## Task to complete
Your task is to repeat the entries underneath exactly, minus the pictures.

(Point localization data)
####
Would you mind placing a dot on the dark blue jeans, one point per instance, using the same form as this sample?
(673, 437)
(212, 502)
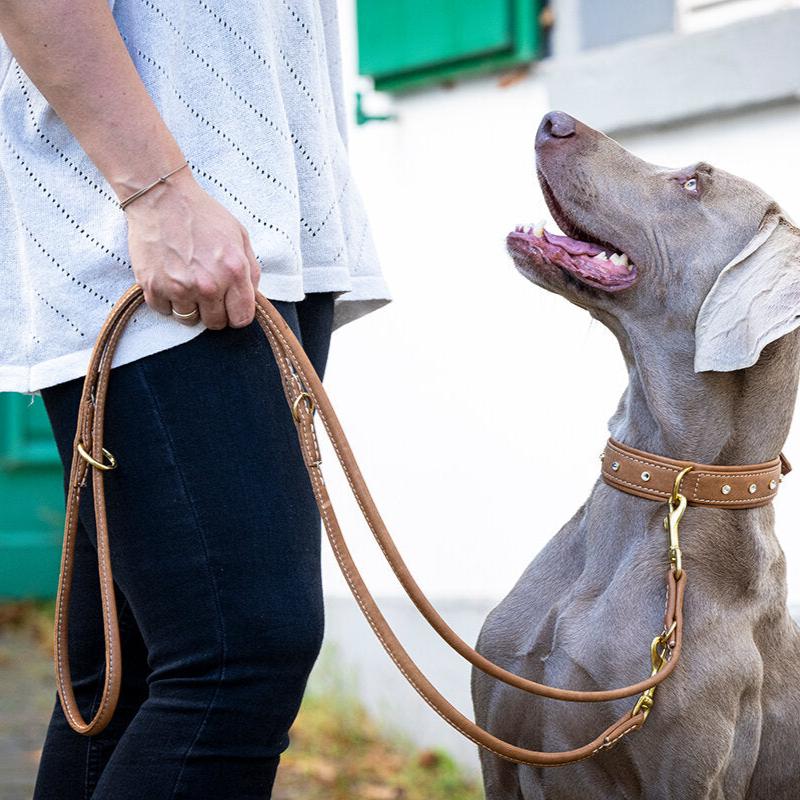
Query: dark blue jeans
(215, 549)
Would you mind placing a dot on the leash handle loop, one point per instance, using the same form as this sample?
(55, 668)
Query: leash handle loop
(305, 395)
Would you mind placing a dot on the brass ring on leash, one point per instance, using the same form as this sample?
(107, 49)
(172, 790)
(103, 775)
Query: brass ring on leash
(310, 405)
(112, 462)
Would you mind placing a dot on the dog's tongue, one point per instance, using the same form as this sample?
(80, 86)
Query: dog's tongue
(573, 246)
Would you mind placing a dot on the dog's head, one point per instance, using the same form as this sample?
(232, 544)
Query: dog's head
(696, 255)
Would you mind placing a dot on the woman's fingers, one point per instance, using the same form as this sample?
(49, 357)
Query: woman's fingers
(190, 253)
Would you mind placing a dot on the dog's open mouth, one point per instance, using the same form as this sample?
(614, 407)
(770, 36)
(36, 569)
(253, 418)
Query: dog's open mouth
(592, 264)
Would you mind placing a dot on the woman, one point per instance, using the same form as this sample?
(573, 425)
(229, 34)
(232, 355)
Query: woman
(214, 533)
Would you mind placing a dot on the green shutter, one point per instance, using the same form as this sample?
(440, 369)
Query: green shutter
(407, 42)
(31, 500)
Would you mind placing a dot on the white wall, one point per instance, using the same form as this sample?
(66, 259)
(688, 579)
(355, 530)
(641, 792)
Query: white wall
(454, 392)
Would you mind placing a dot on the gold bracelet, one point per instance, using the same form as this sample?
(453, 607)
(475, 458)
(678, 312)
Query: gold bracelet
(162, 179)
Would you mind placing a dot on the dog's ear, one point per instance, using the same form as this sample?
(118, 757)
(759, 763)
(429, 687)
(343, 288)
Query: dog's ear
(755, 299)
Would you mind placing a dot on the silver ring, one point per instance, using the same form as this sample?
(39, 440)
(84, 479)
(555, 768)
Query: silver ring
(189, 315)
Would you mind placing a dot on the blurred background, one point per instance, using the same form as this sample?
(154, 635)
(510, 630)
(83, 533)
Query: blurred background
(453, 393)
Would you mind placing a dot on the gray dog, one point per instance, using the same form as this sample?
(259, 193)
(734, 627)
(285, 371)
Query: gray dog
(697, 274)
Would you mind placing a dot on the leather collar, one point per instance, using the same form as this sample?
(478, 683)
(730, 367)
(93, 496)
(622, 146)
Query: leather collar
(647, 475)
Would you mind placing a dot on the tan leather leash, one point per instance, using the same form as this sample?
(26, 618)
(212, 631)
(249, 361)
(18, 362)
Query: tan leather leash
(306, 396)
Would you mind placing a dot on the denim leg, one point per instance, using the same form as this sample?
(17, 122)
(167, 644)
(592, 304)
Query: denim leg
(215, 545)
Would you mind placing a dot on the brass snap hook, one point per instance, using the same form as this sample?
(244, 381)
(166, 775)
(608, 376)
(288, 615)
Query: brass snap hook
(677, 506)
(112, 462)
(310, 405)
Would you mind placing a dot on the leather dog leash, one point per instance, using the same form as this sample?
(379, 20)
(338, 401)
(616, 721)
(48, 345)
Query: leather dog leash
(305, 397)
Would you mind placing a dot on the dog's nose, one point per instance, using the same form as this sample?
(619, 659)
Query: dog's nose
(555, 125)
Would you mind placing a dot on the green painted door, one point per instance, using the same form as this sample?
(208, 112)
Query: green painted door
(31, 500)
(404, 43)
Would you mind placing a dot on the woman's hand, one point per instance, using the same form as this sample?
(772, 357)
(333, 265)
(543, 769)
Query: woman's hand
(188, 251)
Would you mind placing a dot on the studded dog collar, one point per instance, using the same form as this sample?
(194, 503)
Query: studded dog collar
(647, 475)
####
## Written solution
Would you mind placing a dot on the dark blue jeans, one point per instance, using the same form as this sample?
(673, 437)
(212, 502)
Query: dark blue jeans
(215, 549)
Would you mind placing a dot on the leash handle loop, one point per instance, using the same form as this sample?
(55, 668)
Query: leash handle loop
(305, 395)
Would you mind placing a dot on the brass ring on leash, one point per instance, using the same form as this sample?
(107, 49)
(172, 790)
(103, 775)
Query: brass ring on leash
(310, 405)
(112, 462)
Would you mind placing a dot on the dog's tongue, one point per instance, using the same form as this sample?
(80, 86)
Query: dog's tongue
(573, 246)
Would you mind placing a dot on the dog's head, one point per instance, using the same form as this sample?
(232, 544)
Query: dog's head
(696, 255)
Would you mind placing a dot on the woman's fingers, one point per instance, using the same form as this sample?
(49, 357)
Query: woman's fingers
(190, 253)
Would you mind placing a dot on the dog's open mouth, one point per instance, using the same form as this sample?
(614, 407)
(770, 36)
(36, 569)
(253, 418)
Query: dog's open mouth
(592, 264)
Would you mind placing a dot on the woman, one point per instance, using the same form as this sample?
(573, 425)
(229, 34)
(232, 355)
Query: woman
(214, 533)
Would you mind placing a dot on the green shutter, one point per instance, using the same form as this sample?
(440, 369)
Query: green shutter
(407, 42)
(31, 500)
Would you mind placing a dot on the white wall, one point per instance, using the same form as this sample?
(66, 259)
(688, 579)
(355, 530)
(641, 792)
Query: white wall
(454, 392)
Would you mind placing a dot on the gold bracelet, one point per instance, using the same form as this sample?
(453, 607)
(475, 458)
(678, 312)
Query: gold bracelet
(162, 179)
Would you mind placing a dot on the dog's ear, one point per instance, using the same form as this sample?
(118, 757)
(759, 763)
(429, 687)
(343, 288)
Query: dog's ear
(755, 299)
Would you mind placing a dot on the silver ring, one point per instance, using the same form as this sample?
(39, 440)
(84, 479)
(555, 768)
Query: silver ring
(189, 315)
Would you mind placing a dot on the blurred background, one point per instance, using the same form as this sample?
(154, 635)
(510, 630)
(83, 533)
Query: blurred background
(453, 393)
Would you mind placing a dot on the gray dog, one point per instance, using the same form as this sample?
(259, 193)
(734, 627)
(285, 371)
Query: gray dog
(697, 274)
Would you mind placing a dot on the leather collar, one point per instance, using the same form as this sample?
(478, 683)
(730, 367)
(93, 496)
(622, 146)
Query: leather collar
(647, 475)
Would you mind placing a dot on the tan leather leash, one point per instance, using the same form as this sample?
(26, 618)
(212, 631)
(249, 361)
(18, 362)
Query: tan leather leash
(306, 396)
Would you mind placing a dot on the denim leg, one point per instance, using the same form as this sample?
(17, 122)
(167, 644)
(592, 304)
Query: denim leg
(215, 545)
Would you mind placing a dot on the brass snap hook, one point per instance, using the same form as this sample?
(244, 381)
(166, 775)
(608, 376)
(288, 615)
Query: brass snap hook
(677, 506)
(112, 462)
(310, 405)
Would you mind placing a dot on the leather dog leash, one point per instance, using the same form as this sample?
(379, 20)
(338, 401)
(616, 721)
(48, 345)
Query: leather dog leash
(305, 397)
Would you mind placing a dot on the dog's nose, one point per instance, using the same form as this sample?
(619, 659)
Query: dog's nose
(555, 125)
Would you mind placing a dot on the green painted door, one point per instance, using the same form as this sample?
(208, 112)
Query: green painted door
(31, 500)
(404, 43)
Would you mind placing a dot on the woman's hand, one point per instance, using the same form as this sample?
(772, 357)
(333, 265)
(543, 769)
Query: woman's hand
(188, 251)
Would you mind placing a dot on the studded dog collar, one point per instance, using the same form as this sample?
(194, 503)
Query: studded dog collar
(647, 475)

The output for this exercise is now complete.